Tujuan.
[1] Berdasarkan teks tentang ji'alah, jelaskan mengapa sahabat yang bisa meruqyah tidak mau melakukannya sebelum penduduk kampung memberikan imbalan.
[2] Menurut teks tentang ji'alah, imbalan apa yang disepakati penduduk kampung untuk para sahabat?
[3] Teruskan teks tentang ji'alah setelah kalimat terakhirnya.

Kutipan Teks.
◆ ◆ ◆
Dalam al-Qur’an dengan tegas
Allah membolehkan memberikan upah kepada orang lain yang telah berjasa
menemukan barang yang hilang. Hal itu ditegaskan dalam al-Qur’an surat Yusuf
ayat 72.
قَالُوا
نَفْقِدُ صُوَاعَ الْمَلِكِ وَلِمَن جَاءَ بِهِ حِمْلُ بَعِيرٍ وَأَنَا بِهِ
زَعِيمٌ ﴿٧٢﴾
“Para penyeru itu berkata , Kami
kehilangan piala raja maka siapa yang dapat mengembalikannya, maka ia akan
mendapatkan bahan makanan seberat beban unta. Dan aku menjamin terhadapnya”. (QS. Yusuf
: 72)
Sabda nabi saw. kepada para sahabat
yang mendapatkan jialah berupa sekawanan kambing karena mengobati orang yang
tersengat,” Ambillah ji’alah (upah) dan berikanaku satu bagian bersama
kalian”.(HR. Bukhari)
Dalil dari
As Sunnah adalah hadits Abu Sa'id berikut, ia berkata:
Artinya : "Sebagian sahabat Nabi shallallahu
'alaihi wa sallam pergi dalam suatu safar yang mereka lakukan. Mereka singgah
di sebuah perkampungan Arab, lalu mereka meminta jamuan kepada mereka (penduduk
tersebut), tetapi penduduk tersebut menolaknya, lalu kepala kampung tersebut
terkena sengatan, kemudian penduduknya telah bersusah payah mencari sesuatu
untuk mengobatinya tetapi belum juga sembuh. Kemudian sebagian mereka berkata,
"Bagaimana kalau kalian mendatangi orang-orang yang singgah itu
(para sahabat). Mungkin saja mereka mempunyai sesuatu (untuk
menyembuhkan)?" Maka mereka pun mendatangi para sahabat lalu berkata,
"Wahai kafilah! Sesungguhnya pemimpin kami terkena sengatan dan kami telah
berusaha mencari sesuatu untuk(mengobati)nya, tetapi tidak berhasil. Maka
apakah salah seorang di antara kamu punya sesuatu (untuk mengobatinya)?"
Lalu di antara sahabat ada yang berkata, "Ya. Demi Allah, saya bisa
meruqyah. Tetapi, demi Allah, kami telah meminta jamuan kepada kamu namun kamu
tidak memberikannya kepada kami. Oleh karena itu, aku tidak akan meruqyah untuk
kalian sampai kalian mau memberikan imbalan kepada kami." Maka mereka pun
sepakat untuk memberikan sekawanan kambing, lalu ia pun pergi (mendatangi
kepala kampung tersebut), kemudian meniupnya dan membaca "Al Hamdulillahi
Rabbil 'aalamiin," (surat Al Fatihah), maka tiba-tiba ia seperti baru
lepas dari ikatan, ia pun dapat berjalan kembali tanpa merasakan sakit.
◆ ◆ ◆
Data yang Diberikan.
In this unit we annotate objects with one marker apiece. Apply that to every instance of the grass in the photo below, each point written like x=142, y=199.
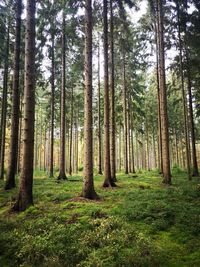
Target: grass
x=139, y=223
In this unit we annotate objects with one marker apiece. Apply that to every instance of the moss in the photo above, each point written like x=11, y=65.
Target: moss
x=139, y=223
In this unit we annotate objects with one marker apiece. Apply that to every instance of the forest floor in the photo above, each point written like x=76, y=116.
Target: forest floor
x=139, y=223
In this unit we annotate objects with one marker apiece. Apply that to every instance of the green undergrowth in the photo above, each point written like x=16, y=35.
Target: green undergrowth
x=141, y=222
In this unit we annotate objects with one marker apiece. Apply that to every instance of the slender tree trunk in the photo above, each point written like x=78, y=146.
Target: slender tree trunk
x=62, y=174
x=163, y=99
x=71, y=132
x=129, y=137
x=132, y=146
x=185, y=109
x=195, y=171
x=176, y=144
x=25, y=198
x=147, y=137
x=125, y=117
x=88, y=182
x=52, y=106
x=107, y=171
x=160, y=162
x=120, y=145
x=99, y=115
x=4, y=105
x=20, y=141
x=112, y=98
x=12, y=167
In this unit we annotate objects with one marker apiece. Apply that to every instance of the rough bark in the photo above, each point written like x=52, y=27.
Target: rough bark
x=12, y=167
x=62, y=174
x=25, y=198
x=71, y=132
x=112, y=100
x=99, y=116
x=88, y=182
x=195, y=171
x=52, y=106
x=107, y=171
x=185, y=109
x=163, y=99
x=160, y=163
x=4, y=105
x=125, y=117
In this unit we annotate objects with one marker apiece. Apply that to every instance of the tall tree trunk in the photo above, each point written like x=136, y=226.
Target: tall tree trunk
x=52, y=106
x=107, y=171
x=112, y=98
x=62, y=174
x=125, y=117
x=88, y=183
x=147, y=138
x=163, y=99
x=195, y=171
x=20, y=139
x=4, y=105
x=25, y=198
x=71, y=132
x=12, y=167
x=160, y=162
x=185, y=109
x=120, y=145
x=99, y=115
x=129, y=137
x=132, y=146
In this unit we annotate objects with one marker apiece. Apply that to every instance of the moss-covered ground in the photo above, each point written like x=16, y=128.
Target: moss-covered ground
x=139, y=223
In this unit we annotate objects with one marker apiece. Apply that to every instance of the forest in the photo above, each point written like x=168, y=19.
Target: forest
x=99, y=133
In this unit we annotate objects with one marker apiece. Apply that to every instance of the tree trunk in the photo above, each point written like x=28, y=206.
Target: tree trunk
x=4, y=105
x=112, y=98
x=160, y=162
x=195, y=171
x=52, y=107
x=125, y=117
x=107, y=171
x=25, y=198
x=88, y=183
x=12, y=167
x=163, y=99
x=99, y=115
x=71, y=132
x=62, y=174
x=185, y=109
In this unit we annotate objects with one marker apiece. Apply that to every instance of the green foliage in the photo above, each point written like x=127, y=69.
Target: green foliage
x=139, y=223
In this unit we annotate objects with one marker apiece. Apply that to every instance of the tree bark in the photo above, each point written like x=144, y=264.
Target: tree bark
x=25, y=198
x=185, y=109
x=71, y=131
x=163, y=99
x=52, y=106
x=112, y=98
x=88, y=182
x=4, y=105
x=125, y=117
x=99, y=116
x=12, y=167
x=107, y=171
x=62, y=174
x=160, y=162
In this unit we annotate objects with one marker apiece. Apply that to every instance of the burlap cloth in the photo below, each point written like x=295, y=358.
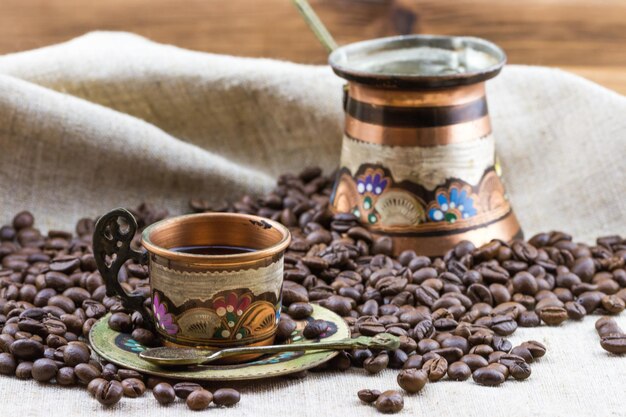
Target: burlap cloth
x=111, y=119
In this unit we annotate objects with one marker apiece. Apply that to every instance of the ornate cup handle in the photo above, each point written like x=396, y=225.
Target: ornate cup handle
x=111, y=247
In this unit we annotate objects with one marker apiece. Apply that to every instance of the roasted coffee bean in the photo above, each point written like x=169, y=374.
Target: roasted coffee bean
x=299, y=310
x=199, y=400
x=226, y=397
x=537, y=350
x=488, y=376
x=44, y=370
x=133, y=387
x=368, y=395
x=109, y=393
x=314, y=329
x=459, y=371
x=436, y=368
x=613, y=304
x=412, y=380
x=389, y=402
x=553, y=316
x=24, y=370
x=164, y=393
x=86, y=372
x=26, y=349
x=65, y=376
x=285, y=328
x=93, y=385
x=375, y=364
x=75, y=353
x=7, y=364
x=121, y=322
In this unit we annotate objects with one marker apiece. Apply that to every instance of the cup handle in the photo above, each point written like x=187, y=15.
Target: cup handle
x=112, y=237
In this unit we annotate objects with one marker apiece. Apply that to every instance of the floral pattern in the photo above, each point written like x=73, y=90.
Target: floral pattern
x=163, y=319
x=453, y=204
x=370, y=186
x=372, y=183
x=230, y=308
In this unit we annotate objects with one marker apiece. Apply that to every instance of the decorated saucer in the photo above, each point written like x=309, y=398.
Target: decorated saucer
x=121, y=349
◆ ◆ ◆
Hasil Tiap Tugas.
[1] Sebelumnya para sahabat telah meminta jamuan kepada penduduk kampung, tetapi penduduk menolak memberikannya. Karena itu, sahabat tersebut tidak mau meruqyah sampai penduduk bersedia memberikan imbalan.

[2] Sekawanan kambing.

[3]
Kemudian mereka memberikan imbalan yang mereka sepakati itu, kemudian sebagian
sahabat berkata, "Bagikanlah." Tetapi sahabat yang meruqyah berkata,
"Jangan kalian lakukan sampai kita mendatangi Nabi shallallahu 'alaihi wa
sallam lalu kita sampaikan kepadanya masalahnya, kemudian kita perhatikan apa
yang Beliau perintahkan kepada kita." Kemudian mereka pun datang menemui
Rasulullah shallallahu 'alaihi wa sallam dan menyebutkan masalah itu. Kemudian
Beliau bersabda, "Dari mana kamu tahu, bahwa Al Fatihah bisa sebagai
ruqyah?" Kemudian Beliau bersabda, "Kamu telah bersikap benar!
Bagikanlah dan sertakanlah aku bersama kalian dalam bagian itu." (HR.
Bukhari dan Muslim)
Begitu juga dengan sabda Rasulullah
dalam sebuah hadist yang diriwayatkan oleh Imam al-Jama’ah kecuali Imam Nasa’I
dari Abu Sa’id al-Khudri. Suatu ketika sahabat Rasulullah mendatangkan sebuah
perkampungan Arab. Namun mereka tidak dilayani layaknya seorang tamu. Tiba-tiba
pemimpin merka terserang penyakit, kemudian penduduk desa meminta sahabat untuk
menyembuhkannya. Sahabat Rasul meng-iya-kan dengan catatan mereka diberi upah.
Syarat ini disetujui, kemudian seorang sahabat membaca al-Fatihah, maka
akhirnya pemimpin tersebut sembuh. Kemudian, hadiah pun diberikan. Akan tetapi
sahabat tidak mau menerima sebelum lapor dari Rasulullah, maka Rasulullah
tersenyum melihat atas laporan kejadian itu.
Menurut ulama’ Malikiyah, Syafi’iyah,
dan hanabilah, secara syar’i, akad ji’alah diperbolehkan. Dengan landasan kisah
Nabi Yusuf beserta saudaranya.
Kedudukan transaksi upah (al-ju’l) adalah segala
bekerja bentuk pekerjaan (jasa), yang pemberi upah tidak mengambil sedikitpun
dari upah (hadiah) itu. Sebab, jika pemberi upah mengambil sebagian dari upah
itu, berarti ia harus terikat dengan jasa dan pekerjaan itu. Padahal jika calon
penerima upah itu (al-maj’ul) gagal mendatangkan manfaat, seperti ditetapkan
dalam transaksi upah (al-ju’l), ia tidak akan mendapatkan apa-apa. Jika pemberi
upah (al-ja’il) mengambil hasil kerja calon penerima upah (al-maj’ul), tanpa
imbalan kerja atau jasa tertentu, berarti ia telah melakukan suatu kezaliman.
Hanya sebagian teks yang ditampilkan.